▶ _WHAT TO PRODUCE_: Reproduce verbatim the records from the line containing "Trace the outline of every instance of the white" down to the line containing "M26 18L26 13L21", both included, omitting the pictures.

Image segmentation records
◆ ◆ ◆ ◆ ◆

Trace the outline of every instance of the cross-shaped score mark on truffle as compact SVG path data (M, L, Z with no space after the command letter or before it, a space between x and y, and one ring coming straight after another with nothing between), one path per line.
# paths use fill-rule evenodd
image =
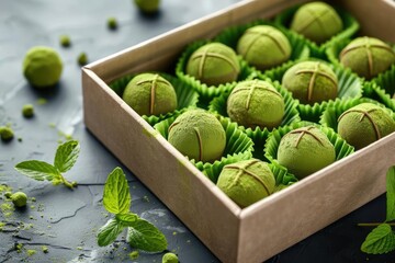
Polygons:
M313 91L314 91L314 85L315 85L315 81L317 76L323 76L325 78L327 78L328 80L330 80L334 85L337 85L337 81L336 79L334 79L330 75L326 73L326 72L321 72L319 71L319 62L317 62L315 65L314 69L302 69L302 70L297 70L296 75L301 75L301 73L312 73L312 78L308 82L308 87L307 87L307 101L312 100L313 96Z
M356 112L356 113L361 113L361 117L359 119L359 122L362 122L364 117L366 117L369 119L369 122L372 124L373 126L373 129L374 129L374 134L376 136L376 139L381 139L381 134L380 134L380 129L377 127L377 125L374 123L374 119L372 118L372 116L370 115L370 113L374 112L374 111L379 111L379 108L372 108L372 110L369 110L368 112L365 111L362 111L362 110L349 110L347 112L343 112L339 118L338 118L338 123L340 122L340 119L346 116L347 114L349 113L352 113L352 112Z
M153 79L146 79L146 80L138 81L136 84L142 85L145 83L150 83L149 115L153 115L154 107L155 107L155 95L156 95L157 83L163 83L163 84L168 84L168 85L171 85L171 84L167 80L159 79L159 75L155 75L153 77Z
M287 133L285 136L292 135L292 134L300 134L296 141L295 141L295 148L297 148L297 146L300 145L300 142L302 141L303 136L305 135L309 135L312 136L314 139L316 139L321 146L324 146L324 142L315 135L311 132L311 129L313 129L315 127L309 126L309 127L304 127L304 128L298 128L295 130L291 130L290 133Z
M228 165L224 167L224 170L225 170L225 169L234 169L234 170L237 170L237 174L236 174L236 176L233 179L233 185L237 184L237 182L239 181L239 179L240 179L240 176L241 176L242 174L247 174L247 175L253 178L255 180L257 180L257 182L259 182L259 183L263 186L264 191L267 192L267 195L270 195L270 191L268 190L268 187L267 187L267 185L264 184L263 180L262 180L259 175L257 175L257 174L255 174L255 173L252 173L252 172L250 172L250 171L247 170L249 167L251 167L252 164L255 164L255 163L257 163L257 162L259 162L259 160L253 160L253 161L251 161L251 162L248 162L248 164L247 164L246 167L237 167L237 165L228 164Z
M359 49L359 48L363 48L366 53L366 56L368 56L368 66L369 66L369 77L372 77L374 76L374 72L373 72L373 67L374 67L374 64L373 64L373 55L372 55L372 48L382 48L384 50L387 50L391 53L392 56L395 56L395 53L394 50L388 47L388 46L385 46L385 45L381 45L381 44L371 44L370 43L370 39L368 36L364 37L364 43L361 43L361 44L358 44L358 45L354 45L354 46L351 46L349 48L346 48L343 49L341 53L340 53L340 59L349 52L351 50L354 50L354 49Z
M205 66L205 62L207 61L208 57L223 59L223 60L227 61L235 71L238 71L237 66L234 64L234 61L232 61L232 59L229 59L228 57L226 57L224 55L221 55L217 53L212 53L208 49L210 48L205 48L204 52L195 54L191 57L192 60L201 58L201 60L199 61L199 72L198 72L198 77L200 79L204 78L204 76L203 76L204 75L203 73L204 66Z

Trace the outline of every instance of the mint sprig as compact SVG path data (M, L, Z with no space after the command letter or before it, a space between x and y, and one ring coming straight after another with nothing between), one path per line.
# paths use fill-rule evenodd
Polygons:
M54 185L65 184L69 188L77 186L77 182L68 182L61 173L69 171L76 163L80 152L80 146L77 140L69 140L59 145L54 160L54 165L44 161L30 160L15 165L20 173L37 180L49 181Z
M115 168L104 184L104 208L114 214L98 232L98 244L105 247L114 242L127 228L127 242L131 247L147 252L161 252L167 249L165 235L149 221L129 211L132 197L126 176L121 168Z

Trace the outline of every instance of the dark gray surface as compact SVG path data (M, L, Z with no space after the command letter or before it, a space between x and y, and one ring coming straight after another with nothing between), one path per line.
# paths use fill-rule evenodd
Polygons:
M162 0L159 15L146 18L131 0L0 0L0 125L11 124L15 132L14 140L0 142L0 183L36 198L11 217L0 214L0 221L10 222L0 232L0 262L128 260L133 249L122 237L117 249L97 245L95 233L109 219L101 203L103 183L109 172L122 164L84 128L77 56L86 52L89 60L94 61L234 2L237 1ZM120 22L117 31L108 30L110 16ZM59 46L61 34L71 37L70 48ZM22 76L24 54L35 45L55 47L64 60L61 81L49 93L32 89ZM47 100L45 104L40 103L43 98ZM26 103L35 105L36 115L32 119L22 117L21 108ZM52 162L58 141L65 141L64 135L71 135L81 144L79 160L66 174L79 182L78 188L70 191L35 182L14 171L18 162L29 159ZM124 171L133 196L132 210L165 232L169 250L178 253L181 262L219 262L129 171ZM385 198L381 196L268 262L395 262L394 253L368 256L359 249L370 229L357 224L384 218ZM292 218L284 220L292 224ZM25 250L18 253L13 250L15 242L37 253L33 256L27 256ZM43 244L48 245L48 254L41 251ZM140 253L133 262L161 262L161 255Z

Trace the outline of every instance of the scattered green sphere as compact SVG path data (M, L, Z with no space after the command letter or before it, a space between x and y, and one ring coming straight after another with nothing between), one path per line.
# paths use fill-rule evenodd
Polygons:
M340 53L340 64L368 80L387 70L395 62L395 53L374 37L358 37Z
M170 252L163 254L162 263L179 263L177 254Z
M174 88L157 73L135 76L122 98L139 115L159 115L177 108Z
M343 28L341 18L325 2L311 2L297 9L291 22L291 30L306 38L321 44L340 33Z
M281 138L278 161L298 179L335 162L335 147L319 128L314 126L291 130Z
M385 108L362 103L343 112L338 118L338 134L357 150L390 135L395 122Z
M272 194L275 179L267 162L252 159L225 165L216 185L244 208Z
M237 53L259 70L280 66L289 60L291 52L286 36L270 25L248 28L237 43Z
M60 79L61 70L60 56L50 47L33 47L23 60L23 75L36 88L55 85Z
M23 192L16 192L11 195L11 201L16 207L24 207L27 203L27 195Z
M207 85L236 81L239 72L240 66L236 53L221 43L201 46L187 64L187 73Z
M213 162L223 156L226 134L213 114L191 110L178 116L170 125L168 140L190 159Z
M284 113L284 99L263 80L239 82L227 99L228 116L245 127L271 129L281 124Z
M302 104L335 100L338 93L336 73L326 64L317 61L302 61L287 69L282 85Z

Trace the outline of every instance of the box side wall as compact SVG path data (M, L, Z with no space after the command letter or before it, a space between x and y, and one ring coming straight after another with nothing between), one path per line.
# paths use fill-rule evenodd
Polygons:
M87 127L217 256L236 259L240 209L93 72L82 82Z

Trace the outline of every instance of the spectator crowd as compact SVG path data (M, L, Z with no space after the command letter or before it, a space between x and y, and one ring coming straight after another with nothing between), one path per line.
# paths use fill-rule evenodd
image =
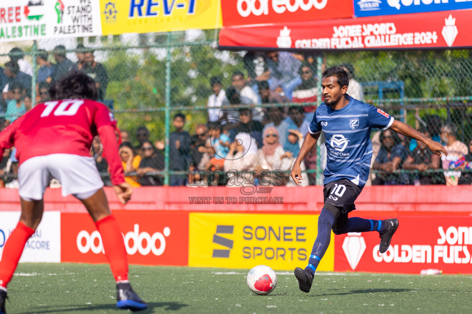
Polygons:
M39 50L35 86L32 86L31 65L20 49L12 49L10 60L0 72L3 91L0 130L31 109L34 89L36 103L47 101L51 84L70 71L82 71L93 78L99 100L104 100L108 83L105 67L95 61L93 50L80 45L77 48L76 63L66 57L63 46L51 52L54 63L50 62L48 52ZM230 86L224 86L221 77L211 77L213 93L208 100L207 123L197 125L191 134L185 130L188 128L184 114L179 113L173 117L174 130L168 144L169 169L175 173L170 176L170 185L295 185L288 172L308 132L316 108L314 104L322 100L318 87L320 78L316 75L316 56L310 53L250 51L244 56L244 68L232 73ZM324 70L324 64L320 65ZM349 77L347 94L363 100L362 86L354 79L352 65L340 66ZM300 105L283 105L289 103ZM274 105L250 105L263 104ZM228 105L221 109L224 105ZM232 108L231 105L237 107ZM240 109L242 106L244 108ZM459 141L457 127L443 124L438 116L427 116L423 120L420 132L444 145L448 156L441 159L422 143L401 137L390 129L378 130L372 136L371 169L376 171L371 173L368 185L472 184L472 172L467 171L469 163L472 167L472 140L468 145ZM152 140L152 137L144 126L137 129L135 138L132 138L126 130L117 134L126 180L133 186L163 185L165 145ZM326 153L322 145L320 150L320 154ZM102 153L100 139L96 137L91 155L99 170L106 175L108 165ZM17 173L14 151L6 150L3 157L0 176L4 179L0 184L15 187L17 182L13 176L6 176ZM317 163L322 162L317 160L315 148L302 163L302 170L315 170ZM438 173L441 168L443 173ZM314 172L304 177L302 185L315 184ZM111 185L106 175L103 177L106 185Z

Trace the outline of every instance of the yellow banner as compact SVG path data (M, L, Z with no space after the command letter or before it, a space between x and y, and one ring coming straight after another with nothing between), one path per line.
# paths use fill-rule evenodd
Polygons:
M317 215L190 214L189 266L304 268L318 230ZM334 235L318 270L334 268Z
M100 0L103 35L220 28L220 0Z

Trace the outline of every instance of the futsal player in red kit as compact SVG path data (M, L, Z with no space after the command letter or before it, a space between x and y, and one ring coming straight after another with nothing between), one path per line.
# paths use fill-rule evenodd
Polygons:
M72 194L82 201L95 222L116 281L117 306L132 311L144 309L147 306L128 280L123 236L89 153L93 137L98 135L113 188L125 204L132 190L125 181L118 154L116 121L105 105L95 101L95 82L84 73L63 77L50 91L52 100L37 105L0 133L0 156L6 148L17 148L21 201L20 221L5 243L0 261L0 314L6 314L7 285L25 245L41 221L43 194L52 178L60 182L62 196Z

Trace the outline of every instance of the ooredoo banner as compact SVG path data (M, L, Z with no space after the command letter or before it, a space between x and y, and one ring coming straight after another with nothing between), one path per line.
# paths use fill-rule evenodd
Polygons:
M113 214L130 264L187 265L188 214L119 210ZM101 237L88 214L63 213L61 229L62 262L107 263Z
M100 0L100 2L103 35L221 27L220 0Z
M337 236L334 270L419 274L433 268L444 274L472 274L472 217L397 218L398 229L382 254L377 232Z
M354 0L357 16L470 8L472 8L472 1L467 0Z
M15 0L0 4L0 42L101 35L94 0Z
M316 215L206 214L189 217L189 266L274 269L304 267L318 230ZM334 235L331 234L331 241ZM318 269L332 271L330 246Z
M17 227L20 211L0 211L0 259L5 242ZM20 262L60 263L60 215L59 211L46 211L36 232L31 236L23 250Z
M471 16L472 10L461 10L224 27L219 45L221 48L362 50L471 47Z
M222 0L224 26L352 17L352 0Z

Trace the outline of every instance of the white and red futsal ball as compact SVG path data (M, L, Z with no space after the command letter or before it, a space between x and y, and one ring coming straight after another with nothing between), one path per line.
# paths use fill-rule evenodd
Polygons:
M247 286L251 290L261 296L270 293L277 285L277 275L266 265L258 265L247 274Z

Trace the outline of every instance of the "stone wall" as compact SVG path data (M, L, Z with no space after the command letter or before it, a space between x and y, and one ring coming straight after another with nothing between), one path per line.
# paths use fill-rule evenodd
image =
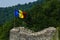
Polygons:
M39 32L33 32L24 27L10 30L10 40L51 40L56 33L56 28L49 27Z

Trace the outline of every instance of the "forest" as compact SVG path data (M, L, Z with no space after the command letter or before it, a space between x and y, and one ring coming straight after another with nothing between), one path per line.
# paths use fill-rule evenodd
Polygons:
M14 17L15 9L27 12L28 18ZM28 21L29 24L25 21ZM60 0L37 0L29 4L0 8L0 40L9 40L10 30L19 26L36 32L44 28L55 27L58 28L60 34Z

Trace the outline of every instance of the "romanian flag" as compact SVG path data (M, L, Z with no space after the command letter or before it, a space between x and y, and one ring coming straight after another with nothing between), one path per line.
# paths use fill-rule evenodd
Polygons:
M26 18L26 13L21 11L21 10L15 10L15 17L19 17L19 18Z

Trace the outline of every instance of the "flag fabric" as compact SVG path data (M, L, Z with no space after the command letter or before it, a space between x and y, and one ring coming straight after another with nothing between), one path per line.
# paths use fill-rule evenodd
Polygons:
M19 18L24 18L23 12L19 10Z
M19 11L18 11L18 10L15 10L15 11L14 11L14 16L15 16L15 17L19 17Z
M23 12L21 10L15 10L15 17L19 17L19 18L26 18L26 12Z

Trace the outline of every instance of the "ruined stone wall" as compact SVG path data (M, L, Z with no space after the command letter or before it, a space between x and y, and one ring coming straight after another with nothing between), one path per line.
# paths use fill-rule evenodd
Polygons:
M49 27L39 32L33 32L24 27L17 27L10 30L10 40L52 40L56 28Z

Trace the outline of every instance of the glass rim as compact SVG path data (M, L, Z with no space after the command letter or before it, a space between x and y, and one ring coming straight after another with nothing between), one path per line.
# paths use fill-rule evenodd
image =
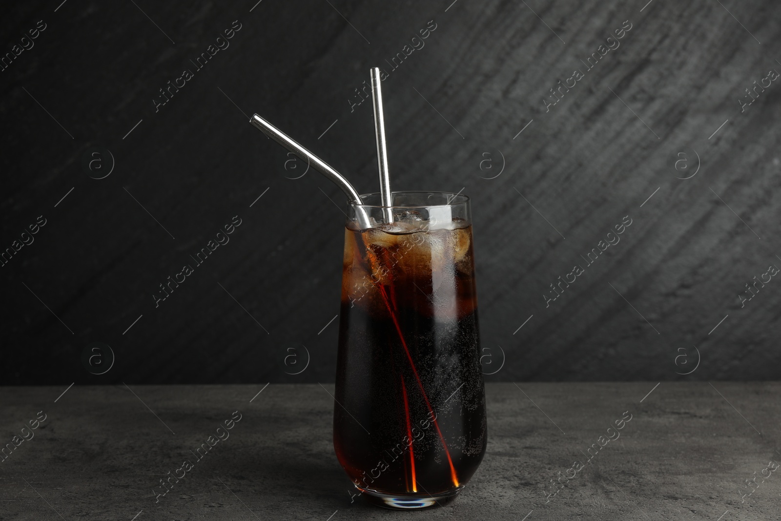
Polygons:
M455 206L456 205L462 205L469 202L469 197L468 195L464 195L461 193L455 194L453 192L448 191L440 191L437 190L398 190L390 192L393 194L441 194L443 195L452 196L451 202L444 205L392 205L390 206L383 206L382 205L358 205L358 203L348 202L350 206L360 207L360 208L399 208L399 209L410 209L410 208L446 208L450 206ZM370 192L368 194L360 194L362 199L366 197L371 195L380 195L380 192Z

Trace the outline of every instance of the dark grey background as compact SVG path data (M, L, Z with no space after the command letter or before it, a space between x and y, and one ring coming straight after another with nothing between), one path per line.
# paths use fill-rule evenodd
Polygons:
M781 85L738 102L781 71L771 0L136 4L30 2L0 20L3 52L47 24L0 72L0 248L47 219L0 268L0 383L333 381L344 200L314 172L291 179L305 166L286 170L248 116L376 191L369 102L349 100L430 20L383 84L391 173L472 198L486 373L504 360L487 378L777 379L781 281L738 298L781 266ZM234 20L230 47L155 112ZM82 166L92 147L116 162L105 179ZM230 243L155 309L234 216ZM620 243L546 308L625 216ZM116 355L102 376L81 362L92 342Z

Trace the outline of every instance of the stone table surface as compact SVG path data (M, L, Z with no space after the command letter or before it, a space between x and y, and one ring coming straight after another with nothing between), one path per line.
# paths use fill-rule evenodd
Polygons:
M418 512L351 498L333 387L0 387L3 444L45 415L0 462L0 519L781 518L779 382L489 384L482 465L454 502ZM161 478L239 415L155 502ZM584 468L547 498L575 461Z

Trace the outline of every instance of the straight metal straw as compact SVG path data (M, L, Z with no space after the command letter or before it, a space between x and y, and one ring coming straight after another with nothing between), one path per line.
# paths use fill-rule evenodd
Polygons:
M388 172L388 151L385 142L385 116L383 113L383 89L380 83L380 69L372 70L372 102L374 104L374 134L377 140L377 168L380 170L380 196L383 206L390 206L390 174ZM393 223L393 209L383 208L386 223Z
M361 199L361 196L358 195L358 191L355 191L355 188L350 184L350 182L344 178L344 176L334 170L330 165L310 152L300 144L294 141L292 137L257 114L253 115L249 122L252 123L253 127L259 129L263 134L298 155L302 161L306 161L308 164L314 166L316 170L322 173L330 180L335 183L336 185L339 187L343 192L344 192L344 194L347 195L347 198L350 201L350 202L355 205L363 204L363 201ZM357 206L356 212L361 229L366 230L367 228L371 228L372 223L369 219L369 216L366 214L366 209L362 206Z

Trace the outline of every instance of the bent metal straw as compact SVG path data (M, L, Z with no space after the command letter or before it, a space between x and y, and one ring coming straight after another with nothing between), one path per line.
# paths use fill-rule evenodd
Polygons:
M377 170L380 171L380 197L382 198L383 217L387 224L393 223L393 205L390 195L390 173L388 171L388 151L385 141L385 115L383 112L383 89L380 84L380 68L372 70L372 102L374 105L374 134L377 141Z
M355 188L350 184L350 182L344 178L344 176L334 170L330 165L310 152L299 143L294 141L292 137L257 114L253 115L249 122L252 123L253 127L261 130L269 137L271 137L285 148L298 155L302 161L308 162L308 164L312 165L316 170L336 184L336 185L339 187L343 192L344 192L344 194L347 195L347 198L350 201L350 202L356 205L355 211L358 214L358 220L361 228L362 230L366 230L372 227L372 223L369 219L369 216L366 214L366 209L363 208L363 206L359 205L363 205L363 201L361 200L361 196L358 195Z

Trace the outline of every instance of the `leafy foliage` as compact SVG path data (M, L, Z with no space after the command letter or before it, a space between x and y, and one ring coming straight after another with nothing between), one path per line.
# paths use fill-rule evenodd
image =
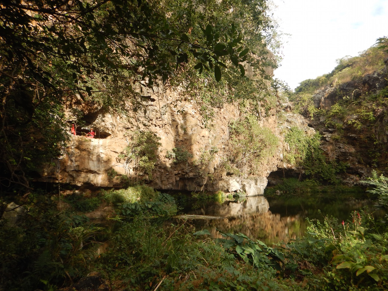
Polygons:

◆ ◆ ◆ ◆ ◆

▶ _EXERCISE RESULT_:
Trace the outline of every instance of the white and red futsal ball as compact SVG path data (M, L, Z with no space after the command letter or before it, a space between x and y, and one ring coming straight after another with nothing between), one path per line.
# paths use fill-rule evenodd
Polygons:
M247 286L251 290L261 296L270 293L277 285L277 275L266 265L258 265L247 274Z

Trace the outline of every instance of the "stone wall" as compact SVG path data (M, L, Z with no space after the command letter or before it, a space between x and y, and one ring coming straight after another with nothing between), one path per line.
# paths use fill-rule evenodd
image =
Polygons:
M39 32L33 32L24 27L10 30L10 40L51 40L56 33L56 28L49 27Z

Trace the outline of every instance of the "forest" as compact SVG path data (M, L, Z with no space after the command letter or before it, a space between x and y, and one ring coming straight after another with nothing between), one path per line.
# paths use fill-rule evenodd
Polygons:
M14 17L15 9L27 12L28 18ZM28 21L29 24L25 21ZM60 0L37 0L29 4L0 8L0 40L9 40L10 30L19 26L36 32L44 28L55 27L58 28L60 34Z

Trace the outline of every instance of the "romanian flag" as compact SVG path data (M, L, Z with no space after the command letter or before it, a space between x and y, and one ring coming straight after another with nothing between), one path per line.
# paths use fill-rule evenodd
Polygons:
M26 18L26 13L21 11L21 10L15 10L15 17L19 17L19 18Z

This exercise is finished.